### [TAREAS]
[A] Según el texto sobre el uso de pantallas, ¿cuántos casos de conducta suicida en menores atendieron las urgencias del Hospital Sant Joan de Déu de Barcelona en 2022?
[B] Prosigue el texto sobre el uso de pantallas en los menores a partir de la pregunta final, «¿A dónde les conduce esto?».

### [TEXTO DE LECTURA]
# # # # #
Cuando el sujeto lo necesita de manera perentoria para desarrollar con plenitud emocional su vida cotidiana. ¿Cuándo habría adicción? Cuando el chico o la chica cumplan uno o varios de los síntomas de malestar mencionados en el párrafo anterior. Estos datos son una primera aproximación al problema que vamos a denominar de las “pantallas” porque no sólo el teléfono es fuente de conflicto.
Hay más datos preocupantes que se correlacionan con el uso del teléfono móvil. Según el psicólogo clínico del Hospital Sant Joan de Déu de Barcelona, Francisco Villar, en las urgencias de dicho centro sanitario han pasado de atender 250 casos de conducta suicida en menores en 2014 a 1.000 en 2022. El escenario, a primera vista, es aterrador. Habría que responder a la pregunta, ¿cómo hemos llegado a esto? Según sus estudios estas conductas correlacionan en gran parte con el uso de pantallas: tabletas, teléfonos y ordenadores. Es obvio que estas máquinas no son las responsables de las conductas suicidas; mas lo cierto es que, en edades de máxima vulnerabilidad psicológica, parecen ser un factor influyente. ¿Por qué? En primer lugar, por la violencia con la que tienen contacto y que normalizan; en segundo lugar, por la suspensión del desarrollo de habilidades que generan las pantallas al convertirles en sujetos pasivos. ¿Qué casos acuden a clínica?: “ciberacoso, agresiones sexuales empeoradas con la humillación de ser grabadas y compartidas, la influencia que ejercen en ellos y ellas la infinidad de perfiles en las redes sociales que alientan al suicidio, ideas de éxito sin el empleo de esfuerzo…”.

¿A dónde les conduce esto?
# # # # #
### [DATOS RECOPILADOS]

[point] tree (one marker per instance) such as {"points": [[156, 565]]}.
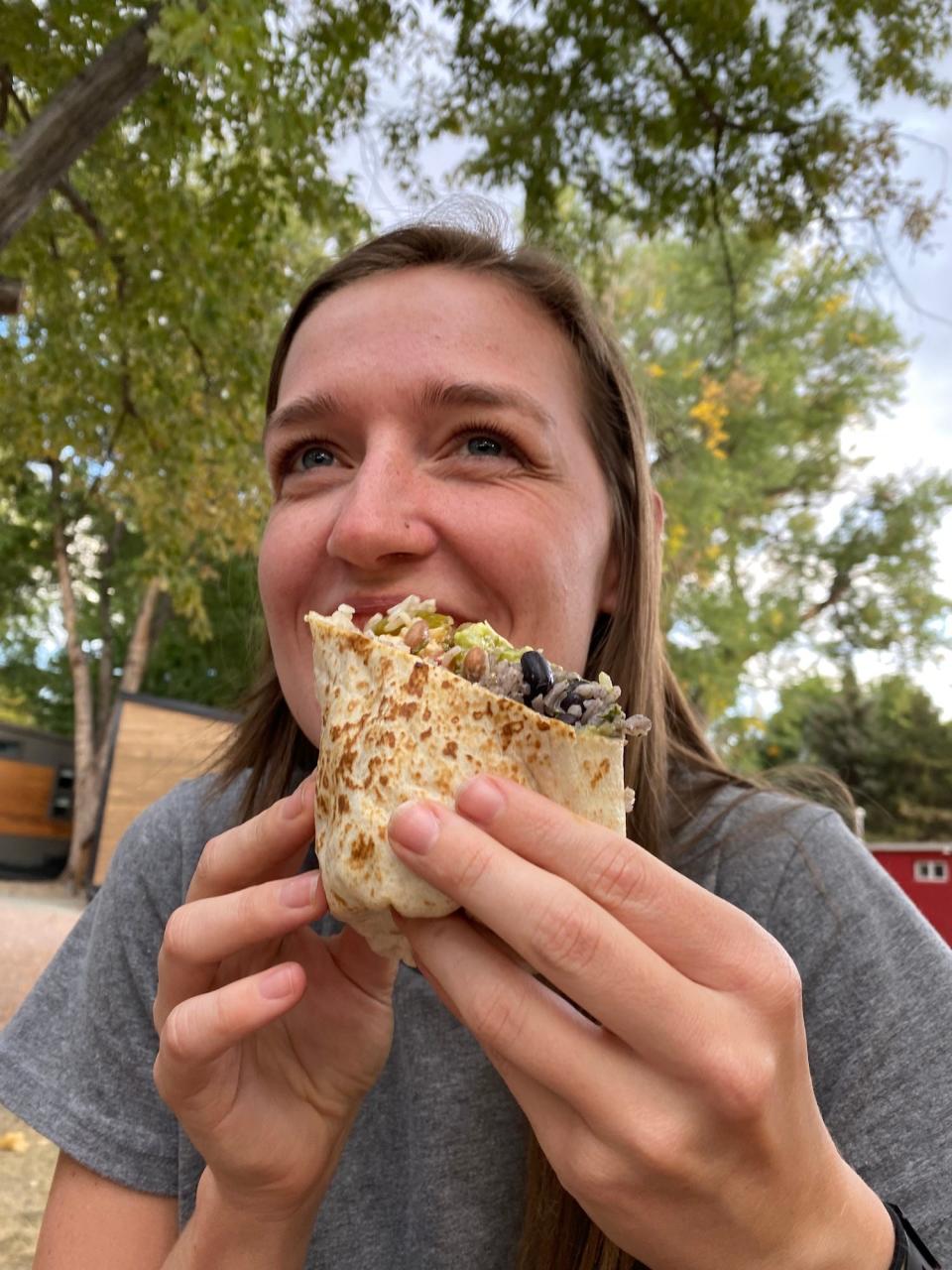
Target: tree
{"points": [[155, 280], [254, 77], [772, 532], [682, 116], [885, 739]]}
# # # # #
### [RESPUESTAS]
[A] 1.000 casos.

[B]
A una profunda sensación de vacío, a mirar al mundo desde lejos como si fuera un juego que se puede reiniciar si se pierde la partida; a una búsqueda de soluciones mágicas para los problemas como si los logros más elementales pudieran caer del cielo. Digamos que están tan expuestos a sensaciones motivantes, a “fuegos artificiales”, que hacen que el afrontamiento de la vida cotidiana, con todos sus inconvenientes, se les vuelva cuesta arriba. Un estudio realizado en los EE.UU. por Jean M. Twenge concluye que “los adolescentes que pasan más tiempo ante pantallas tienen más probabilidad de desarrollar problemas de salud mental”. ¿Qué sucede con los menores de diez años? En estos casos la situación es peor. Según un estudio de la asociación más importante de guarderías privadas de Cataluña, el 80% de los centros consultados detectaron una correlación entre un nivel de retraso global y la sobreexposición a las pantallas. La buena noticia es que estos déficits se corrigen en cuanto se les quita el acceso a las pantallas. Según Francisco Villar “la pantalla no es un recurso para que el niño o la niña coma, tampoco para usar durante un viaje, ni para que no se aburran”: las pantallas interfieren el desarrollo de habilidades cognitivas básicas. Con el acceso a las pantallas permitimos que nuestros niños y niñas entren en contacto con expectativas irrealizables, con arbitrariedades normalizadas, con crueldades inadmisibles, con escenas impropias para su edad.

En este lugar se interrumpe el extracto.